▶ _Passage to read_:

━━━━━━━━━━

EAGLE EYE: Error, error, does not compute. Film is illogical. Please explain.


It was an extreme measure, but Jerry had no choice. ARIIA had told him that this was the only way to get his ball unstuck from the rafters.




ME: And while you’re at it, what’s the deal with IMDB.com’s Keywords list? For instance, this movie has keywords such as ‘Trumpet,’ ‘Shot in the Shoulder,’ and ‘Bird in Title.’ Why in the name of God, the Devil, Allah, Vishnu, C’Thulhu, Zeus, Ahura Mazda, Crom, Kelemvor, and Bruce Campbell himself would I see this movie and immediately want to see other movies that have the names of birds in their titles? It makes no sense!
EAGLE EYE: Illogical! Illogical! Please explain! You are human! Only humans can explain!
ME: Put Lost back on. Though you wouldn’t like it; it’s not very logical either.
EAGLE EYE: Very well! Now please explain! System overloading with film’s illogic! Kernel.dll failing! Eagle Eye has stopped working! Dreamworks Pictures is searching for a solution to this problem!
ME: Oh, and bring back Arrested Development while you’re at it.
EAGLE EYE: (Shorts out)

Saturday, February 14, 2009

COMING SOON: Eagle Eye

Jaws made millions of people stay away from the beach. This movie made millions of people sign up for the National Do Not Call Registry.

Tuesday, February 10, 2009

REVIEW: Air Force One

"So, then we come to Air Force One. Explain your thought process behind this poster." "Well, Mr. Lipton, I wanted to communicate the idea that Harrison Ford is in this movie, and that it takes place on a plane..."

Die Hard on Air Force One with President Harrison Ford. There, that’s all you need to know about the movie. You can stop reading now.

━━━━━━━━━━

▶ _Data under study_:
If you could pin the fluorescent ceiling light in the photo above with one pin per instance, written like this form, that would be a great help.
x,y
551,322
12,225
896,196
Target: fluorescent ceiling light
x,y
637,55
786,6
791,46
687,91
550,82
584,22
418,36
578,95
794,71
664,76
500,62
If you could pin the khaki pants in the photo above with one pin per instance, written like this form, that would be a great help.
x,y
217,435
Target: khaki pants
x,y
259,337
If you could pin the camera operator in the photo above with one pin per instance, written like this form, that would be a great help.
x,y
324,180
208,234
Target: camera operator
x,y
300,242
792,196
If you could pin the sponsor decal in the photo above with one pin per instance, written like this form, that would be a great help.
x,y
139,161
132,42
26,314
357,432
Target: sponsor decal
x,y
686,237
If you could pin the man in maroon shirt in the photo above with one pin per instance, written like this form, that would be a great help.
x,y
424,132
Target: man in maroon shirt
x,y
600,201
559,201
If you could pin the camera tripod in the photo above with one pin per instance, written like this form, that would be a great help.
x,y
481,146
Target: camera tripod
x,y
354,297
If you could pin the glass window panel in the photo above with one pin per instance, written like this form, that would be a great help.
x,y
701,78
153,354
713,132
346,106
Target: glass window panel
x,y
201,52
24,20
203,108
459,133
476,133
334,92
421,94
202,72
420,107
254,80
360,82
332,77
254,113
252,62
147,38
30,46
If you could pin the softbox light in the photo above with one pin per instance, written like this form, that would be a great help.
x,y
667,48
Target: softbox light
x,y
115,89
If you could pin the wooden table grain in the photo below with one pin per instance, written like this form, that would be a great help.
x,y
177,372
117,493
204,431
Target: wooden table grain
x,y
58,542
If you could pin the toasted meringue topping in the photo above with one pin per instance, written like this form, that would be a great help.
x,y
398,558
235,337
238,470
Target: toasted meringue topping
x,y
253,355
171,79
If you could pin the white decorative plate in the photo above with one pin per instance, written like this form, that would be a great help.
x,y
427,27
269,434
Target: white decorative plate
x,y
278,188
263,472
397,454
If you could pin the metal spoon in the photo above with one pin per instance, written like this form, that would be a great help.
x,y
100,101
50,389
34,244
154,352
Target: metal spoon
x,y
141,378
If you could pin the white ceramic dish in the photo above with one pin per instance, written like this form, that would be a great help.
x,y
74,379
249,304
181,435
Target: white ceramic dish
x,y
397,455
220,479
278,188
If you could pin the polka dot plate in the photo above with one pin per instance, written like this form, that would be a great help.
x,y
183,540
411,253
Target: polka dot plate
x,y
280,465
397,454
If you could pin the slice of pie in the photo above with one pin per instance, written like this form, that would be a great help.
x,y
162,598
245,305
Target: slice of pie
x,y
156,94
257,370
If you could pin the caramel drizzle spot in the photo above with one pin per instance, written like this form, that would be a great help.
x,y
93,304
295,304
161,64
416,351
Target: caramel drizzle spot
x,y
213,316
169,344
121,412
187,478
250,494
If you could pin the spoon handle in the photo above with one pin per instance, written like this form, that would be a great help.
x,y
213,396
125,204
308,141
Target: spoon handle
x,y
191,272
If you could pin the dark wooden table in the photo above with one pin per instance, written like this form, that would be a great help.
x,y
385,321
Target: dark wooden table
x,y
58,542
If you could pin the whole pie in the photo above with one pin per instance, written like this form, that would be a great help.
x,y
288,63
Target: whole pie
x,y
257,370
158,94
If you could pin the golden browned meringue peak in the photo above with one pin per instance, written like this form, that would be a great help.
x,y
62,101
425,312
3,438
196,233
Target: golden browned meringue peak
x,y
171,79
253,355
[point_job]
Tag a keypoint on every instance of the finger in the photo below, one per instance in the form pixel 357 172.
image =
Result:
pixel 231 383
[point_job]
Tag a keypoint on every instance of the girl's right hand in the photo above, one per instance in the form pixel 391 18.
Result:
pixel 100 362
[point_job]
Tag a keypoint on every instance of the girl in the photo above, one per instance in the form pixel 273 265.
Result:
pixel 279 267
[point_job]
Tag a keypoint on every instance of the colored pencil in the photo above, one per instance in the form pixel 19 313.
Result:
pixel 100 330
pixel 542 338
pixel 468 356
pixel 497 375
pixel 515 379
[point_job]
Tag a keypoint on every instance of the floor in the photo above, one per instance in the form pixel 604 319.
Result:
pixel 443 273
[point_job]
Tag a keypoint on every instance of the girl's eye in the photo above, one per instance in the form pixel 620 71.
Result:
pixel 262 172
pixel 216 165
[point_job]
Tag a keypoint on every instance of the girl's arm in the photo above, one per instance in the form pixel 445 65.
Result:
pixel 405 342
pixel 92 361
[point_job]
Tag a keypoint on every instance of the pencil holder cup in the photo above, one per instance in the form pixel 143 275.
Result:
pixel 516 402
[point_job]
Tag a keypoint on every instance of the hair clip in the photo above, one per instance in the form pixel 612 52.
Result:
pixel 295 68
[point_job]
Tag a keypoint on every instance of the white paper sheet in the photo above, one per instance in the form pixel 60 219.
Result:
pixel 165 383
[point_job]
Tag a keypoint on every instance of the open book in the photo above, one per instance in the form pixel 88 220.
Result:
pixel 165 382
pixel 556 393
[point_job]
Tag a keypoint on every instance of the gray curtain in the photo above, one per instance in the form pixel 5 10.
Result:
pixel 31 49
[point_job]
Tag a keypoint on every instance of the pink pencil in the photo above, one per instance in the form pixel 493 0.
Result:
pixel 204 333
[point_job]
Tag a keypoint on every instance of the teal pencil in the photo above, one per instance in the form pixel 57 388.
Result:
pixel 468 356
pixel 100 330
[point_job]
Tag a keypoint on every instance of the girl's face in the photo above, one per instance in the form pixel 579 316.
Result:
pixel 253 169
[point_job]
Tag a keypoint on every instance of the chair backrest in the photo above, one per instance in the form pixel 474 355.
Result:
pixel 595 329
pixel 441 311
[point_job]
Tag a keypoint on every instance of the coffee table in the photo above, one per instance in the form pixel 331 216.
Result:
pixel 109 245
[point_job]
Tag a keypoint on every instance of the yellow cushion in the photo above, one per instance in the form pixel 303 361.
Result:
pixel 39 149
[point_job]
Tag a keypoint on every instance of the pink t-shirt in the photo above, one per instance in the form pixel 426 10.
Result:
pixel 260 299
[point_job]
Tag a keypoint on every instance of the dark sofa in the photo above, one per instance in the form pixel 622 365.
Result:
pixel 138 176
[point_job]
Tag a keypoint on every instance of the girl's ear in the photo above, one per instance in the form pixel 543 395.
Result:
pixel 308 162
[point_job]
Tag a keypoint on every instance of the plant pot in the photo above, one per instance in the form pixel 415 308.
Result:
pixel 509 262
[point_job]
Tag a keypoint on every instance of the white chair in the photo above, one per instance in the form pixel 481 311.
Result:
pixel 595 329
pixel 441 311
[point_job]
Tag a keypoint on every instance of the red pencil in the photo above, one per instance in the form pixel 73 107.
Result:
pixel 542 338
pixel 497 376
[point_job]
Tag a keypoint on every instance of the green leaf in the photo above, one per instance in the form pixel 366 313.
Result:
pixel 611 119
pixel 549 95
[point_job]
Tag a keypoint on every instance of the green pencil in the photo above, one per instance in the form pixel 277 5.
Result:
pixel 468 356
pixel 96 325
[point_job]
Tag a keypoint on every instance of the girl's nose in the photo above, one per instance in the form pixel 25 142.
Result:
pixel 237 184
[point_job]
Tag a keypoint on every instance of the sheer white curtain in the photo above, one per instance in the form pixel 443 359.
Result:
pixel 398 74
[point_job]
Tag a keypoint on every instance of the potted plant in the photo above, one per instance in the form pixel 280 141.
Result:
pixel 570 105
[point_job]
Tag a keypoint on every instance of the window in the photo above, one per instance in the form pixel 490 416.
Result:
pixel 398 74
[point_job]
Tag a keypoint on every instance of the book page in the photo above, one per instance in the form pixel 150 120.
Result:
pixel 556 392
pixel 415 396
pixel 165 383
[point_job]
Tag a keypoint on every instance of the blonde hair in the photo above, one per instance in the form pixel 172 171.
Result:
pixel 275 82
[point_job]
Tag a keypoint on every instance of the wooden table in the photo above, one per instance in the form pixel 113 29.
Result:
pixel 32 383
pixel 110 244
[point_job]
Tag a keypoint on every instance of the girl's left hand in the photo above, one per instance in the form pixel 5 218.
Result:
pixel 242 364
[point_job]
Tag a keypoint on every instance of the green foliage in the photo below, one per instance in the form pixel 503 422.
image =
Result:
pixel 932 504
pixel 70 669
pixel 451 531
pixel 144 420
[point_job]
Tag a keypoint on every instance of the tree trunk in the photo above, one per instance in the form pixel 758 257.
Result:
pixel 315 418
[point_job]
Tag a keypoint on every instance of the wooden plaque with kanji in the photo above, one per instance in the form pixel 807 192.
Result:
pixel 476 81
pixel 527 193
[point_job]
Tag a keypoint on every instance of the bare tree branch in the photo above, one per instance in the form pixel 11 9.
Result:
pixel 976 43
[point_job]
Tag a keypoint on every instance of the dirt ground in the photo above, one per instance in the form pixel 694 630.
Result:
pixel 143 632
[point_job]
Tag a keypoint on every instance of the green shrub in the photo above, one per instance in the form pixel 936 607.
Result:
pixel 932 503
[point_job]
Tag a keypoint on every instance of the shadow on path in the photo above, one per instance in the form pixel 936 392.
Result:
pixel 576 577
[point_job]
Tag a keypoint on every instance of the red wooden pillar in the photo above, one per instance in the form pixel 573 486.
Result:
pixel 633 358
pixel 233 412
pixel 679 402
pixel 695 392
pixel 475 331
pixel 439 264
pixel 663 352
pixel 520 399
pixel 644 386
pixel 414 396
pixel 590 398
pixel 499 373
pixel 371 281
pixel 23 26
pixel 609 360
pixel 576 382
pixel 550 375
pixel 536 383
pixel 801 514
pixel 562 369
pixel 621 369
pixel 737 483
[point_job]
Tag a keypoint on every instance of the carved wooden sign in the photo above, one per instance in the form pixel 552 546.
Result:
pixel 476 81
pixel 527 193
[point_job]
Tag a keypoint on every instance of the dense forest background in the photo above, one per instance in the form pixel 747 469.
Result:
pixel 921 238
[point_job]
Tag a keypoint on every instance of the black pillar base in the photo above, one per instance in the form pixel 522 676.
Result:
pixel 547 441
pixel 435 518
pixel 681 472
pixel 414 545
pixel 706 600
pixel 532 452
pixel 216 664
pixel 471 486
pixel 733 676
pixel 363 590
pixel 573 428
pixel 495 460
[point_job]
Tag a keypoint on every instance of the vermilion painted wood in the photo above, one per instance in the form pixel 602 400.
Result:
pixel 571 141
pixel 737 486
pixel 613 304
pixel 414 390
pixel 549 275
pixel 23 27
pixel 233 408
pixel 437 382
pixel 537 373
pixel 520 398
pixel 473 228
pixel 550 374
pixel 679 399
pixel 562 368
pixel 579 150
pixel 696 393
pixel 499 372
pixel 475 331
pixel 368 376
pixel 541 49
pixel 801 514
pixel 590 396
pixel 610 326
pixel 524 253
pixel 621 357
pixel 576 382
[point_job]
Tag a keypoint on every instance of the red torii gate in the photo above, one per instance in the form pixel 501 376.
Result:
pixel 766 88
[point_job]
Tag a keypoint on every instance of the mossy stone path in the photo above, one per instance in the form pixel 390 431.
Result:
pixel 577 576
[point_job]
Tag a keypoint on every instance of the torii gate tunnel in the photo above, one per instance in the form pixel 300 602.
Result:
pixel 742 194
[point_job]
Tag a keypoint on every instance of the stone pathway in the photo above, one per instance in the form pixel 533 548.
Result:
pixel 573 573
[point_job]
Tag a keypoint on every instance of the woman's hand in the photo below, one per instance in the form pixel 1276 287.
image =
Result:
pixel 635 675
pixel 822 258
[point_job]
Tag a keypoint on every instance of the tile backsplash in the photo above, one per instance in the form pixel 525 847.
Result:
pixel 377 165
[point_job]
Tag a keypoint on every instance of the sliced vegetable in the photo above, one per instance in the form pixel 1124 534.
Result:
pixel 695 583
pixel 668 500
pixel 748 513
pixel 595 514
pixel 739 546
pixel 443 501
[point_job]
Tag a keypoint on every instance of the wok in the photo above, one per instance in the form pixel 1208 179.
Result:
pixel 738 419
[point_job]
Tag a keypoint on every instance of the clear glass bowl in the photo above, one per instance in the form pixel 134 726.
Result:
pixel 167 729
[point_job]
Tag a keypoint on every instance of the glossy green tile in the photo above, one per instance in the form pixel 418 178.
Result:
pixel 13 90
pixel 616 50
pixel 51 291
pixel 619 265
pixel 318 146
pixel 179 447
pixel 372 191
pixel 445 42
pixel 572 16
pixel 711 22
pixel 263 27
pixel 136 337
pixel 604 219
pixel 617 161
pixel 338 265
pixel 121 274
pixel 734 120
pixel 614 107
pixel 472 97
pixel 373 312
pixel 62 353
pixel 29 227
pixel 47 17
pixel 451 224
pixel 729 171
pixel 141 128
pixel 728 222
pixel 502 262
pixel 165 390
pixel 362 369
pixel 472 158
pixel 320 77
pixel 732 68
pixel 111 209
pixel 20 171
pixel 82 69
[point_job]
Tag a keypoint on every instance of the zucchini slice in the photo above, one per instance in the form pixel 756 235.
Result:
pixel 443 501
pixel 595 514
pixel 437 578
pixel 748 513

━━━━━━━━━━

▶ _Questions to answer_:
[A] Print the movie blog passage word for word, starting with "EAGLE EYE: Very" and going on through "Not Call Registry.".
[B] Summarize the movie blog passage in two sentences.
The records have nothing to do with the movie blog passage.

▶ _Task-by-task outputs_:
[A]
EAGLE EYE: Very well! Now please explain! System overloading with film’s illogic! Kernel.dll failing! Eagle Eye has stopped working! Dreamworks Pictures is searching for a solution to this problem!
ME: Oh, and bring back Arrested Development while you’re at it.
EAGLE EYE: (Shorts out)

Saturday, February 14, 2009

COMING SOON: Eagle Eye

Jaws made millions of people stay away from the beach. This movie made millions of people sign up for the National Do Not Call Registry.

[B] In a mock dialogue, the film Eagle Eye demands an explanation of its own illogic while the writer complains about IMDB.com's keyword list, until Eagle Eye shorts out. Later posts joke that Eagle Eye made millions of people sign up for the National Do Not Call Registry and sum up Air Force One as Die Hard on Air Force One with President Harrison Ford.